**Task details:** Transcribe exactly the line that contains "of the black" and each line that comes after it in the material, the last line included, and nothing more.

**Data for the task:**
----

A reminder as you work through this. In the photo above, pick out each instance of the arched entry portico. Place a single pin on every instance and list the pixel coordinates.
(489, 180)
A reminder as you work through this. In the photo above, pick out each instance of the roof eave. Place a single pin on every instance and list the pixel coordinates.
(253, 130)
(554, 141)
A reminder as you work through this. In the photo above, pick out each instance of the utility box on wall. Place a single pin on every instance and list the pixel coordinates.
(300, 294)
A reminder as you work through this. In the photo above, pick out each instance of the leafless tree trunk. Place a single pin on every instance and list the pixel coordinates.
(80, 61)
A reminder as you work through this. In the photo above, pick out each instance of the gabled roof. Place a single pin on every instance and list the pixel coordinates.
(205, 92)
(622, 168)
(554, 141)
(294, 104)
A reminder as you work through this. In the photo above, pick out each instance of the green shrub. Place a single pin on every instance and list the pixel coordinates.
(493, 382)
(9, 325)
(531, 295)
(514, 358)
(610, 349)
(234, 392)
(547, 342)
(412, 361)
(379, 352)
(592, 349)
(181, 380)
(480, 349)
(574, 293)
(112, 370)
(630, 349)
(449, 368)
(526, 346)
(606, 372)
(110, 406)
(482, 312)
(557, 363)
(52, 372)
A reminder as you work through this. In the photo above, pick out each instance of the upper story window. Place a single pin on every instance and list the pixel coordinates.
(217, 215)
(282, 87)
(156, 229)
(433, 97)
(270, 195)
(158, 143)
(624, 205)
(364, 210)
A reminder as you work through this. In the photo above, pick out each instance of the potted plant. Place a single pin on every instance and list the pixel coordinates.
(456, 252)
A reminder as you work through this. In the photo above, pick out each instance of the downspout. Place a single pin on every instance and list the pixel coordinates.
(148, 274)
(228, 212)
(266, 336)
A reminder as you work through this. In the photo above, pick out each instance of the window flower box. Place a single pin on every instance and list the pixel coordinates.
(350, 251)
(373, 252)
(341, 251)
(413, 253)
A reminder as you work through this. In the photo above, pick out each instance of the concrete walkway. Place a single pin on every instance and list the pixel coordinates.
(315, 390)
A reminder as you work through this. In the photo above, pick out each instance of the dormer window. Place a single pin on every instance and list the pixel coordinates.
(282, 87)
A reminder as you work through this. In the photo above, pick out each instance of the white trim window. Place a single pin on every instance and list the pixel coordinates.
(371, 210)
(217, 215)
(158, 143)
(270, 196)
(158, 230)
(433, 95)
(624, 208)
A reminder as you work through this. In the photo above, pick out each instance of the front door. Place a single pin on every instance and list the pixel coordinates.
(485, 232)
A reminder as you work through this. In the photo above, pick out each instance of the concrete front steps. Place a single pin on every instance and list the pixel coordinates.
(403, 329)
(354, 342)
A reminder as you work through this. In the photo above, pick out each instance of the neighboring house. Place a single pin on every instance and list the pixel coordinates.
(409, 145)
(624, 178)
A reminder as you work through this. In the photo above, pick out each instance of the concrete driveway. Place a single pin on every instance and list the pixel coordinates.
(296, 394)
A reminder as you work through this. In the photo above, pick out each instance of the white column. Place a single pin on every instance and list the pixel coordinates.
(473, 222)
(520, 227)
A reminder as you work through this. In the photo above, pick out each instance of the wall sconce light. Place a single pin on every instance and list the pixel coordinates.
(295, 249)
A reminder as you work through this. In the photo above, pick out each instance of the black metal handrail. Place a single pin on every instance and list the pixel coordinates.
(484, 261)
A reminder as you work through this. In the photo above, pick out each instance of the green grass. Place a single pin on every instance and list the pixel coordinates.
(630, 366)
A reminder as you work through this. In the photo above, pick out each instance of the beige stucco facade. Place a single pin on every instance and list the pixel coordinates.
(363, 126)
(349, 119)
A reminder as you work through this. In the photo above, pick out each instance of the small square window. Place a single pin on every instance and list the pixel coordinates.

----

**Exercise response:**
A reminder as you work through this. In the photo above, pick out each instance of the black metal handrail. Place a single pin on every instance and list the pixel coordinates.
(484, 261)
A reminder as you work through this. In the photo above, pick out each instance of the green grass. Place a single pin on every instance and list the pixel coordinates.
(630, 366)
A reminder as you work through this. In the photo above, pick out each instance of the beige stucco facade. Place a single pin on every instance and list the pixel coordinates.
(363, 126)
(349, 119)
A reminder as you work through this. In the photo above, pick out each instance of the small square window. Place a single pin on every instance and list the pixel coordinates.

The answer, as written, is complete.